start Material for this exercise
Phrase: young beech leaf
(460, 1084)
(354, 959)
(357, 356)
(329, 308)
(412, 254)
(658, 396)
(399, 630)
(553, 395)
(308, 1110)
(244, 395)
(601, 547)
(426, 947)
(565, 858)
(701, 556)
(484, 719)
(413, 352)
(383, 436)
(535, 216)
end Material for this exercise
Direction: Rewrite the data above as a Markdown table with two columns, No. and Entry, giving each line its row number and skipping any blank lines.

Written answer:
| No. | Entry |
|---|---|
| 1 | Phrase: young beech leaf |
| 2 | (460, 1084) |
| 3 | (354, 959) |
| 4 | (357, 356) |
| 5 | (329, 308) |
| 6 | (412, 254) |
| 7 | (658, 396) |
| 8 | (399, 630) |
| 9 | (553, 395) |
| 10 | (308, 1110) |
| 11 | (244, 395) |
| 12 | (601, 547) |
| 13 | (426, 947) |
| 14 | (565, 858) |
| 15 | (701, 556) |
| 16 | (484, 719) |
| 17 | (413, 352) |
| 18 | (383, 436) |
| 19 | (535, 216) |